* **DIRECTIONS**: Put each line of the items below into a numbered list, leaving out any blank lines.
___ EXCERPTED DATA
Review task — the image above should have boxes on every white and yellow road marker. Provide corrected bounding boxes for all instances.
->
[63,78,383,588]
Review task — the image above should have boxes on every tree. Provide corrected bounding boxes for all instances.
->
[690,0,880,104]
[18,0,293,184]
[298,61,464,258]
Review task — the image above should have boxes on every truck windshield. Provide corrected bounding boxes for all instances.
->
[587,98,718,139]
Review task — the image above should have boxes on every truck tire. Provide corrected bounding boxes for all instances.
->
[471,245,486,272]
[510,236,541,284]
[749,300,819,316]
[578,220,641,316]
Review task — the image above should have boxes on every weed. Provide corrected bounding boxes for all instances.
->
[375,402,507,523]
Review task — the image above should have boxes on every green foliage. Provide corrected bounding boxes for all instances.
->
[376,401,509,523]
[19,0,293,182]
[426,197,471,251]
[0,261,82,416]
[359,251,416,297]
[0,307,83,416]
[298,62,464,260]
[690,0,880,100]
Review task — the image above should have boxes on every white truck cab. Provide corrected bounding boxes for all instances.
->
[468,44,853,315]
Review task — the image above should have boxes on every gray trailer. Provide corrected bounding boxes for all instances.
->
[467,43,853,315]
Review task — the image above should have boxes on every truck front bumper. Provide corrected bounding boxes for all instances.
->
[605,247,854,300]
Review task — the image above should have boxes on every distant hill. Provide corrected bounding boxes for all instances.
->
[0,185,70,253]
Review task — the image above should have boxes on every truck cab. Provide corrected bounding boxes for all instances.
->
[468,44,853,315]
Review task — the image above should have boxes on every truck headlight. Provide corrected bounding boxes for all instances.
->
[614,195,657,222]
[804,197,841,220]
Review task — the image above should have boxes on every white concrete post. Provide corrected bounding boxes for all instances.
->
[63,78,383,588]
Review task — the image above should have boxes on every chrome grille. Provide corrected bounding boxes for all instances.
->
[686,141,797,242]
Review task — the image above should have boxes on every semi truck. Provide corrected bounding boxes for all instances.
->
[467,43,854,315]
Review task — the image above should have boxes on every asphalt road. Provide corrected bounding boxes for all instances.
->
______
* **SOLUTION FOR THIS TASK**:
1. Review task — the image above should have boxes on every white and yellow road marker. Provide corrected bounding boxes for all instances.
2. ->
3. [63,78,383,588]
4. Review task — the image above should have boxes on every tree. Provide corrected bounding boxes for all instances.
5. ->
6. [690,0,880,104]
7. [18,0,293,184]
8. [298,61,464,258]
9. Review task — the image above should have boxes on every truck windshield. Provide corrected bounding boxes for all instances.
10. ->
11. [587,98,718,139]
12. Review task — the image above should have boxes on every truck tire. Provide corrected bounding boxes for all instances.
13. ->
14. [471,245,486,272]
15. [510,236,541,284]
16. [749,300,819,316]
17. [578,220,641,316]
18. Review task — the image above should have boxes on every weed. Provide corrected bounding boxes for all instances.
19. ->
20. [375,402,507,523]
21. Review task — the image above should have boxes on every green foliage. Provide corrected bounding boxes for all instances.
22. ->
23. [376,401,509,523]
24. [19,0,293,182]
25. [426,197,471,251]
26. [0,261,82,416]
27. [359,251,416,297]
28. [0,307,83,416]
29. [298,62,464,260]
30. [690,0,880,100]
31. Review task — the image above should have boxes on every white truck cab. Provide corrected bounding boxes for all instances.
32. ->
33. [468,44,853,315]
34. Review task — the image above should have boxes on every gray trailer. Provide corrected bounding boxes for all instances.
35. ->
36. [467,43,853,315]
37. Review task — the image above should have boxes on every truck front bumper. Provide corrected bounding boxes for all instances.
38. ->
39. [605,247,854,300]
40. Review task — the image above should have boxes on every distant hill. Provide corrected bounding boxes for all instances.
41. ->
42. [0,185,70,253]
43. Review task — the image above should have boxes on every truck cab. Provide corrected bounding boxes for all instances.
44. ->
45. [468,44,853,315]
46. Review task — the image above should have boxes on every truck headlight. Provide corrected bounding boxes for all instances.
47. ->
48. [614,195,657,222]
49. [804,197,841,220]
50. Review task — the image above should have boxes on every white concrete post. Provide corrected bounding boxes for all instances.
51. ->
52. [63,78,383,588]
53. Review task — the image above should have boxes on every chrome grille. Provide corrected bounding boxes for all instances.
54. ->
55. [686,141,797,242]
56. Review task — the image above should have boxes on every semi truck. Provide corrected bounding boxes for all instances.
57. ->
58. [467,43,854,315]
59. Review task — the image above should have boxes on every asphalt road. Provide corrected bounding boxes for all instances.
60. ->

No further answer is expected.